(Dataset excerpts on pointing to objects)
§ §

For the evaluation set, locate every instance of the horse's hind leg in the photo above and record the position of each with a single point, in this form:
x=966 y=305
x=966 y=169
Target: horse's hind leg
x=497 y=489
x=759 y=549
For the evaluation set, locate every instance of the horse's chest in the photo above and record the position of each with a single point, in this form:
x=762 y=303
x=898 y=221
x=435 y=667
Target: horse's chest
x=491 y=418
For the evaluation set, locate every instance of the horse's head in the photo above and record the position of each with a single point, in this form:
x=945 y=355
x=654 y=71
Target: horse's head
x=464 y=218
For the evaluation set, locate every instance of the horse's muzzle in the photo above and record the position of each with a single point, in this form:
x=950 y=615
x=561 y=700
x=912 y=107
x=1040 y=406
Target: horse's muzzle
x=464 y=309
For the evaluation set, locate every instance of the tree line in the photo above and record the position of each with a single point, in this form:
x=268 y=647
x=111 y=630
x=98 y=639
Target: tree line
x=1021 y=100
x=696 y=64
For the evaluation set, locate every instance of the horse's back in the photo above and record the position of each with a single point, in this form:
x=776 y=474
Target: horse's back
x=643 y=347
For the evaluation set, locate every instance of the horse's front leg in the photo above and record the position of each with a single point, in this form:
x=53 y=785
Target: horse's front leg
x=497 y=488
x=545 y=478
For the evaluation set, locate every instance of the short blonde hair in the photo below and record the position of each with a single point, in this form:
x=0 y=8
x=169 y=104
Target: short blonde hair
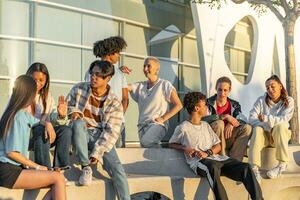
x=154 y=59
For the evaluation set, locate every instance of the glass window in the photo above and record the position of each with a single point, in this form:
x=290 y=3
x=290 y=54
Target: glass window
x=237 y=49
x=14 y=18
x=132 y=111
x=95 y=28
x=58 y=25
x=63 y=63
x=190 y=51
x=167 y=49
x=137 y=39
x=58 y=89
x=13 y=57
x=4 y=94
x=169 y=71
x=190 y=80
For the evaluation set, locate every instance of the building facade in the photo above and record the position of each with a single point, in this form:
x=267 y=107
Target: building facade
x=195 y=44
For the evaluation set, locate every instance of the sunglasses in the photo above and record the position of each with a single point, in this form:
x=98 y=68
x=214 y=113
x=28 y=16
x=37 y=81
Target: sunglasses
x=97 y=74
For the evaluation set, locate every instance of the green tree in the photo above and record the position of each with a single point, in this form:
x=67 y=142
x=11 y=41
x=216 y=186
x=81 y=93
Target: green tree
x=287 y=12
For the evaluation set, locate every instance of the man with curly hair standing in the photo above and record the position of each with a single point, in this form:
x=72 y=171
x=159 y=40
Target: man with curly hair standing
x=109 y=50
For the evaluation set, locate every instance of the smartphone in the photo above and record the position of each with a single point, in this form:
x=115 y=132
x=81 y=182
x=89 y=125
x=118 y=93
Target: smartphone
x=61 y=168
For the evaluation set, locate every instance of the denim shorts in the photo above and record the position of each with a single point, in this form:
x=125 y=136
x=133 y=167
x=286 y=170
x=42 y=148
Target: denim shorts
x=9 y=174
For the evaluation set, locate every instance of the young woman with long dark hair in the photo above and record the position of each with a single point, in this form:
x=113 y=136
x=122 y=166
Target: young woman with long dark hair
x=16 y=170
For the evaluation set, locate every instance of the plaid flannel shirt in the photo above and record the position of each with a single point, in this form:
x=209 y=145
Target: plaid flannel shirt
x=111 y=117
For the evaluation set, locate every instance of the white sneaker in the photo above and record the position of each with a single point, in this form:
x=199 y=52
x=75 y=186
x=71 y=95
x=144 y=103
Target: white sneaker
x=86 y=176
x=277 y=171
x=257 y=174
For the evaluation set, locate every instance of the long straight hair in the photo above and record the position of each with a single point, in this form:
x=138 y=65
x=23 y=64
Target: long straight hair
x=23 y=94
x=40 y=67
x=283 y=92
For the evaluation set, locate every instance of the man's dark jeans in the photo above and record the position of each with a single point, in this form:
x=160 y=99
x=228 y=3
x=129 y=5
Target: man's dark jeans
x=41 y=146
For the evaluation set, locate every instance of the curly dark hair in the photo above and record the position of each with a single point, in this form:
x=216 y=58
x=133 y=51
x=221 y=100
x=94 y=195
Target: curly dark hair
x=223 y=79
x=283 y=92
x=191 y=99
x=109 y=46
x=105 y=67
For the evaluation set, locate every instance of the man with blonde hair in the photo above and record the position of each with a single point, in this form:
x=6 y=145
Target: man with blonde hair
x=153 y=97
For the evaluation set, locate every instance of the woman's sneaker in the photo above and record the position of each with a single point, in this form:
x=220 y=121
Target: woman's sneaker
x=277 y=171
x=257 y=174
x=86 y=176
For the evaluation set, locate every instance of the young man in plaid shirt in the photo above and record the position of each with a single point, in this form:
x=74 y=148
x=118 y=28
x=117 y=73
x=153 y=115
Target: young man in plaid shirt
x=97 y=115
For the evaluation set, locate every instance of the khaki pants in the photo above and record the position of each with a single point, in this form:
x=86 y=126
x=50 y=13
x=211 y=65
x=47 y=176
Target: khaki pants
x=151 y=135
x=236 y=145
x=278 y=138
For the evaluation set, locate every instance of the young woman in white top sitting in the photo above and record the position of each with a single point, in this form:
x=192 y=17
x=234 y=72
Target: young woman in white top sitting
x=270 y=118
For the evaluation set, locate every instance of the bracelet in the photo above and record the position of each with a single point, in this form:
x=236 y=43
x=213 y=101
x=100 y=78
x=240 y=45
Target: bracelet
x=209 y=152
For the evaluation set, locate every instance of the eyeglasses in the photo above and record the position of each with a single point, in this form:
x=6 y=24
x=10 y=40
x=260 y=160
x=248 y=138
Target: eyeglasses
x=97 y=74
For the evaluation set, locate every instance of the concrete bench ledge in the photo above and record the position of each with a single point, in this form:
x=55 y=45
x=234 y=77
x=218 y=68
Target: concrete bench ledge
x=165 y=171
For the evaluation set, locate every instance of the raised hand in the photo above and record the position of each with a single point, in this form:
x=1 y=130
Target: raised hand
x=201 y=154
x=228 y=131
x=125 y=69
x=50 y=132
x=62 y=107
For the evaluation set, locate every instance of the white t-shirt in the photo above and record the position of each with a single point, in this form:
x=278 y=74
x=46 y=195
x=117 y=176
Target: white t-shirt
x=199 y=137
x=117 y=83
x=152 y=102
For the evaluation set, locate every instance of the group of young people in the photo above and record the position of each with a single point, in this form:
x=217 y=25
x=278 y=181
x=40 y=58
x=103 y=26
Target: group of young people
x=91 y=118
x=215 y=137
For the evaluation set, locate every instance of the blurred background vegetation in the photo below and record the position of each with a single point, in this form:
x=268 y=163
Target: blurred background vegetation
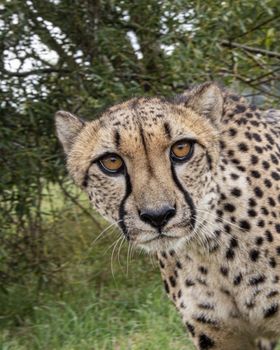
x=57 y=288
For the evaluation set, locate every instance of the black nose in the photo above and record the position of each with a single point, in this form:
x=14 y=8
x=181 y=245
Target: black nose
x=157 y=218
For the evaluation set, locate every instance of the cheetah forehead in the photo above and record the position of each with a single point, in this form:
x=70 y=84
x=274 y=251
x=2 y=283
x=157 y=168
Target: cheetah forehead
x=158 y=120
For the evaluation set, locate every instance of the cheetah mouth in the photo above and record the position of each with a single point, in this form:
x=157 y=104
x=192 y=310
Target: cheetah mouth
x=160 y=237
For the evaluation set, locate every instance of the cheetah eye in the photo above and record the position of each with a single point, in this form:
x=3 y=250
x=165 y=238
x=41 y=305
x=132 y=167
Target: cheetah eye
x=111 y=163
x=182 y=151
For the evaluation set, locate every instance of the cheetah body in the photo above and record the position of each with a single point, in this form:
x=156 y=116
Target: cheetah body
x=223 y=270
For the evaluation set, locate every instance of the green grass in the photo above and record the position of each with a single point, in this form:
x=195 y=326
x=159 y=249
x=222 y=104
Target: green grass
x=92 y=307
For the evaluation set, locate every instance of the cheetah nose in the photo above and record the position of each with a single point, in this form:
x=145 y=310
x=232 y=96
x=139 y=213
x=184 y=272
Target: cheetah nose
x=159 y=217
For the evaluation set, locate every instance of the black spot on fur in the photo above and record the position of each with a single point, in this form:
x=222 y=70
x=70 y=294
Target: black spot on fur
x=205 y=342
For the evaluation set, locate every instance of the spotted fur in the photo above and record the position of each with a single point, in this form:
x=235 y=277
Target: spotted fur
x=219 y=255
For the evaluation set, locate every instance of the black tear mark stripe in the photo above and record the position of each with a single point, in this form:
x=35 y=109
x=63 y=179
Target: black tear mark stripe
x=187 y=196
x=117 y=138
x=122 y=211
x=167 y=130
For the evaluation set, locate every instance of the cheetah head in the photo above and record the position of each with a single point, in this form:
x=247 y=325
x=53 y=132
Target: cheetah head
x=149 y=164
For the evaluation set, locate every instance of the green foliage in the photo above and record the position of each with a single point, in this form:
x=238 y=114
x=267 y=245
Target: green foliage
x=102 y=304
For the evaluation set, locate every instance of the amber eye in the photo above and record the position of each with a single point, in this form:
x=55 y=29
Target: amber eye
x=111 y=163
x=182 y=150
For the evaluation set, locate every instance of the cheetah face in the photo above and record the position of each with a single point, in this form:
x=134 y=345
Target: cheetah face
x=148 y=164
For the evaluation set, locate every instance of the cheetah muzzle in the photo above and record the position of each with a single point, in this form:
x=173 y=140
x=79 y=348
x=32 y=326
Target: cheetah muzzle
x=195 y=181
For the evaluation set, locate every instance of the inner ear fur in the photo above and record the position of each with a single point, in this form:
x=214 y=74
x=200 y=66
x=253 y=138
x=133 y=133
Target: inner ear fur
x=68 y=127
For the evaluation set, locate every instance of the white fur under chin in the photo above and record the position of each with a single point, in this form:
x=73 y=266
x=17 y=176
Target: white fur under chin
x=163 y=244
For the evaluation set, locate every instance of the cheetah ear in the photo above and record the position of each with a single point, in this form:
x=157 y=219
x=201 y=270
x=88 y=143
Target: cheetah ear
x=206 y=100
x=68 y=126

§ §

Work to do: Rewrite the lines starting at the first line and ending at the one containing "x=491 y=418", swapping "evaluation set" for "test set" and leaving everything else unchanged.

Written solution:
For the test set, locate every instance of the horse's hind leg in the photo above and record the position of each with a single point, in this form:
x=966 y=305
x=966 y=169
Target: horse's hind leg
x=497 y=489
x=759 y=549
For the test set, locate every instance of the horse's chest in the photo above and record the position of each with a single point, in this form:
x=762 y=303
x=898 y=221
x=435 y=667
Target: horse's chest
x=491 y=418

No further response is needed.